Excerpted text:
——

South Africa captain Siya Kolisi could miss the 2023 Rugby World Cup in France after injuring his knee in a United Rugby Championship match against Munster at the weekend.
A South African Rugby Union insider told AFP on Monday that the 31-year-old World Cup-winning skipper had seen specialists and is set to meet another on Tuesday.
"Should surgery be recommended and Siya agrees, he will almost certainly not be able to play again this year," the source said.
"The alternate is to let the injury heal and that could take about four months – meaning he would be out of action until September."
That would rule him out of Rugby Championship matches against Australia, New Zealand and Argentina. The tournament has been reduced to a single round this year because of the World Cup.
It would also prevent Kolisi facing Argentina, Wales and New Zealand in warm-up matches before the 20-nation global showpiece kicks off in Paris on September 8.

——

Problems to solve:
A. Using the Kolisi article, decide whether each statement agrees with it. Answer yes or no for each, and quote the words that settle it.
(i) Kolisi hurt his knee in a match against Munster.
(ii) This year's Rugby Championship will be played over two rounds.
(iii) The World Cup begins in Paris on September 8.
B. Rewrite the Kolisi article from "South Africa captain" down to "at the weekend.", replacing "Munster" with "Leinster".
The rows that come next are separate material and are not part of the Kolisi article.

Source data:
——

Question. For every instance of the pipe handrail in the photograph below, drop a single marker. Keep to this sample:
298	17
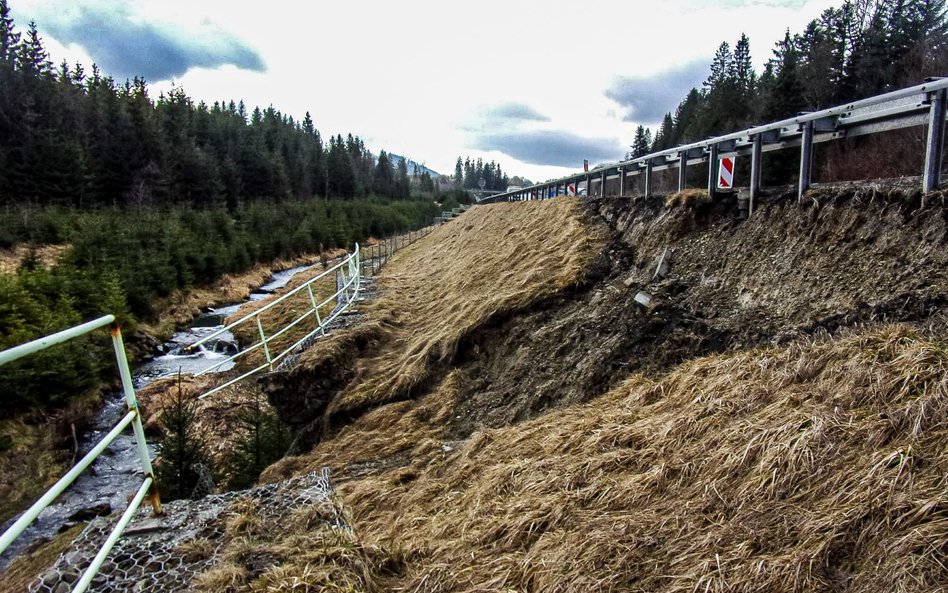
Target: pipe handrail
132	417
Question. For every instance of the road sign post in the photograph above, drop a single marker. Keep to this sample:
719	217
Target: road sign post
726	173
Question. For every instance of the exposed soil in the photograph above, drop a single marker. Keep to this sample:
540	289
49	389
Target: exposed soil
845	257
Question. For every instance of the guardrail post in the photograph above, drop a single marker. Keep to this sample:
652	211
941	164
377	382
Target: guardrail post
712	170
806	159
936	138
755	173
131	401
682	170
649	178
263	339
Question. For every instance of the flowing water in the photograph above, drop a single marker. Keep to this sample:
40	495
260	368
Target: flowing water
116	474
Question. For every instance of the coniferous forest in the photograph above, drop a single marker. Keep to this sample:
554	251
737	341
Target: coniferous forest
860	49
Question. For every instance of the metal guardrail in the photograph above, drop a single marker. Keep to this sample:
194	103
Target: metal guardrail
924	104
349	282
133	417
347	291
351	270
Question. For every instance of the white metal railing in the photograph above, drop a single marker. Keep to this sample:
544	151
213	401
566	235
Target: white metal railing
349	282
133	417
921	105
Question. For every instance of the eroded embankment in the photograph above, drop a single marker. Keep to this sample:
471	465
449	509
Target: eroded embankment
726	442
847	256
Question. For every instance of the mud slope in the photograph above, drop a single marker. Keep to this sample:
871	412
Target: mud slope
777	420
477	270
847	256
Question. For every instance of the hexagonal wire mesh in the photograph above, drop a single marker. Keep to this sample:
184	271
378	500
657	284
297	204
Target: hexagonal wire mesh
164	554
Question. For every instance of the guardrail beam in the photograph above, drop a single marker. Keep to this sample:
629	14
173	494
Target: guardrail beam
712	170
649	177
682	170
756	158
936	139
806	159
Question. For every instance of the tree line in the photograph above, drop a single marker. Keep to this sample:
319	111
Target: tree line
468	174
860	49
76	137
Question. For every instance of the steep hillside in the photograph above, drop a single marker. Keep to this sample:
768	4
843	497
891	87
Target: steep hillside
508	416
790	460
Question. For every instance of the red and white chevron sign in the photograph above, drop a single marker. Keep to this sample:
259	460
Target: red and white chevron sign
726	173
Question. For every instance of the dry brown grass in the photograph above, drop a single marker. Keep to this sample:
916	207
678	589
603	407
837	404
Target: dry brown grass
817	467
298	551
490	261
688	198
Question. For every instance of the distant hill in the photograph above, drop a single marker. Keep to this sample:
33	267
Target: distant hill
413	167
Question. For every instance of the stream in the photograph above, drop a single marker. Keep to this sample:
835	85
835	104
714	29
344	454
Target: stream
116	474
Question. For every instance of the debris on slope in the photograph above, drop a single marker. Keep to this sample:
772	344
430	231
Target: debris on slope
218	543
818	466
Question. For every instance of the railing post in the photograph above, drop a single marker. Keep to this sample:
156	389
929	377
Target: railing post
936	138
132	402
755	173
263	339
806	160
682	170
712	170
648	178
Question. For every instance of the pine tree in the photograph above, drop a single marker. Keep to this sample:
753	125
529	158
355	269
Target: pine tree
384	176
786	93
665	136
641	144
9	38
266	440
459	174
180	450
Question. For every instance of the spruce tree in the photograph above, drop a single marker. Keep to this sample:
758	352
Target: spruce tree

——

Answers to the exercises:
A.
(i) Yes: "injuring his knee in a United Rugby Championship match against Munster"
(ii) No: "The tournament has been reduced to a single round this year because of the World Cup."
(iii) Yes: "before the 20-nation global showpiece kicks off in Paris on September 8"

B.
South Africa captain Siya Kolisi could miss the 2023 Rugby World Cup in France after injuring his knee in a United Rugby Championship match against Leinster at the weekend.